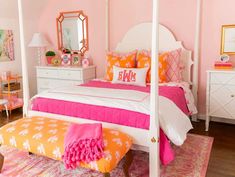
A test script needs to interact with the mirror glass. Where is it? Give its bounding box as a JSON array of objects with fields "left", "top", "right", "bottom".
[{"left": 57, "top": 11, "right": 88, "bottom": 55}]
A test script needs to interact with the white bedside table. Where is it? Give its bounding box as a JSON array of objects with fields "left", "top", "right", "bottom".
[
  {"left": 205, "top": 70, "right": 235, "bottom": 131},
  {"left": 0, "top": 99, "right": 9, "bottom": 118}
]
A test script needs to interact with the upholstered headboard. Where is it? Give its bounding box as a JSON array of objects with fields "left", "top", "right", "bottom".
[{"left": 116, "top": 23, "right": 193, "bottom": 84}]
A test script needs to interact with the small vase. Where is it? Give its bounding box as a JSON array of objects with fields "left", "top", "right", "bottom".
[{"left": 47, "top": 56, "right": 55, "bottom": 65}]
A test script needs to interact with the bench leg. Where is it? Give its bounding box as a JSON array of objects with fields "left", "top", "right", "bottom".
[
  {"left": 104, "top": 173, "right": 110, "bottom": 177},
  {"left": 0, "top": 153, "right": 4, "bottom": 172},
  {"left": 122, "top": 150, "right": 133, "bottom": 177}
]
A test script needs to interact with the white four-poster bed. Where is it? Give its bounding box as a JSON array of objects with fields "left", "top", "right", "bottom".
[{"left": 18, "top": 0, "right": 201, "bottom": 177}]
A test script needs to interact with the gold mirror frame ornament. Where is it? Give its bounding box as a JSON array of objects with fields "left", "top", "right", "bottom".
[
  {"left": 56, "top": 10, "right": 89, "bottom": 56},
  {"left": 220, "top": 24, "right": 235, "bottom": 55}
]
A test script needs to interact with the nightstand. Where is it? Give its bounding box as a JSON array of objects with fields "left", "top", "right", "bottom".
[
  {"left": 36, "top": 66, "right": 96, "bottom": 93},
  {"left": 206, "top": 70, "right": 235, "bottom": 131}
]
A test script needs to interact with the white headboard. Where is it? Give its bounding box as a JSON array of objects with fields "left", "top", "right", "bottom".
[{"left": 116, "top": 23, "right": 193, "bottom": 84}]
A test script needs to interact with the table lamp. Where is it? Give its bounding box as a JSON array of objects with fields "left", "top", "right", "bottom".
[{"left": 28, "top": 33, "right": 49, "bottom": 66}]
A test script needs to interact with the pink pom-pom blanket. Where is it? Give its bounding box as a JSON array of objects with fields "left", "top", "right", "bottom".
[{"left": 62, "top": 124, "right": 104, "bottom": 169}]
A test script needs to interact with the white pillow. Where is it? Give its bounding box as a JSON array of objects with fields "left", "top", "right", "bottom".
[{"left": 112, "top": 66, "right": 148, "bottom": 87}]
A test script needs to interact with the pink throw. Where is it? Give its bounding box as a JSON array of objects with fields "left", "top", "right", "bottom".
[
  {"left": 62, "top": 124, "right": 104, "bottom": 169},
  {"left": 160, "top": 129, "right": 175, "bottom": 165}
]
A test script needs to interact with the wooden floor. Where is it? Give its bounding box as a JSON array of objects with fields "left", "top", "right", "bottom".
[
  {"left": 0, "top": 110, "right": 235, "bottom": 177},
  {"left": 191, "top": 121, "right": 235, "bottom": 177}
]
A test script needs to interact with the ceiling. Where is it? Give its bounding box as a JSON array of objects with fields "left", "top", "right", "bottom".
[{"left": 0, "top": 0, "right": 49, "bottom": 19}]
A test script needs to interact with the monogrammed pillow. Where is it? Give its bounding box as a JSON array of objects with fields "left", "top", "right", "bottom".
[{"left": 112, "top": 66, "right": 149, "bottom": 86}]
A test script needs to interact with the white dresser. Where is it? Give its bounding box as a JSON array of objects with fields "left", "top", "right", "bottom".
[
  {"left": 206, "top": 70, "right": 235, "bottom": 131},
  {"left": 36, "top": 66, "right": 96, "bottom": 93}
]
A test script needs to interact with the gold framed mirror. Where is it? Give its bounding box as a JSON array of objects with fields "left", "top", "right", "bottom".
[
  {"left": 220, "top": 25, "right": 235, "bottom": 55},
  {"left": 56, "top": 10, "right": 89, "bottom": 55}
]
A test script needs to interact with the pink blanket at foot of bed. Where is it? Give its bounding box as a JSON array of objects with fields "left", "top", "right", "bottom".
[
  {"left": 62, "top": 124, "right": 104, "bottom": 169},
  {"left": 160, "top": 129, "right": 175, "bottom": 165}
]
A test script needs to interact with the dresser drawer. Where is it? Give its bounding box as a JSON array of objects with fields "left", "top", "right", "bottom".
[
  {"left": 210, "top": 72, "right": 235, "bottom": 85},
  {"left": 209, "top": 84, "right": 235, "bottom": 119},
  {"left": 37, "top": 69, "right": 58, "bottom": 78},
  {"left": 58, "top": 70, "right": 82, "bottom": 80}
]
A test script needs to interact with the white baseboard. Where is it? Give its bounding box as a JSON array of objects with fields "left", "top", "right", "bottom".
[{"left": 197, "top": 114, "right": 235, "bottom": 125}]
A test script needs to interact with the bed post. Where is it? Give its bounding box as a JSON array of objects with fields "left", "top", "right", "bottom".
[
  {"left": 18, "top": 0, "right": 29, "bottom": 116},
  {"left": 105, "top": 0, "right": 109, "bottom": 51},
  {"left": 149, "top": 0, "right": 160, "bottom": 177},
  {"left": 192, "top": 0, "right": 201, "bottom": 121}
]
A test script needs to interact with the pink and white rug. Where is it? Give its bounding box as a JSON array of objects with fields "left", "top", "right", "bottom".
[{"left": 0, "top": 134, "right": 213, "bottom": 177}]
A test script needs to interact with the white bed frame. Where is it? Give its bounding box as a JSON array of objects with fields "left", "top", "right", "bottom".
[
  {"left": 18, "top": 0, "right": 201, "bottom": 177},
  {"left": 28, "top": 23, "right": 193, "bottom": 148}
]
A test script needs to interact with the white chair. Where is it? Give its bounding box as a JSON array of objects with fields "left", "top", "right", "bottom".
[{"left": 0, "top": 99, "right": 9, "bottom": 118}]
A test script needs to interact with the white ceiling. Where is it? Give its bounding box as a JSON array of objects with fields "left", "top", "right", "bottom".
[{"left": 0, "top": 0, "right": 50, "bottom": 19}]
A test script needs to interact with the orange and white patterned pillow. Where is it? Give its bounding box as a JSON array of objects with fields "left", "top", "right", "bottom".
[
  {"left": 112, "top": 66, "right": 148, "bottom": 87},
  {"left": 137, "top": 50, "right": 168, "bottom": 83},
  {"left": 105, "top": 50, "right": 137, "bottom": 81}
]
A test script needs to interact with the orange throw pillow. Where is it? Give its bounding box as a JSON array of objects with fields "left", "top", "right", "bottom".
[
  {"left": 105, "top": 51, "right": 137, "bottom": 81},
  {"left": 137, "top": 50, "right": 168, "bottom": 83}
]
※
Copy exactly the lines of the listing above, beginning at the line with "A test script needs to interact with the white ceiling." and ending at its final line; write out nothing else.

A test script needs to interact with the white ceiling. Where is it? Give its bounding box as a JSON array of objects with fields "left", "top", "right", "bottom".
[{"left": 0, "top": 0, "right": 50, "bottom": 19}]
A test script needs to interact with the orange and white patterned pillow. Where is it? Give its bounding box as a JSON array of objects with fields "left", "top", "right", "bottom".
[
  {"left": 112, "top": 66, "right": 148, "bottom": 87},
  {"left": 137, "top": 50, "right": 168, "bottom": 83},
  {"left": 105, "top": 50, "right": 137, "bottom": 81}
]
A test script needs to interact with the orange throw pillow. Where is it? Give its bounding box as a JSON array of objects with fields "left", "top", "right", "bottom".
[
  {"left": 105, "top": 51, "right": 137, "bottom": 81},
  {"left": 137, "top": 50, "right": 168, "bottom": 83}
]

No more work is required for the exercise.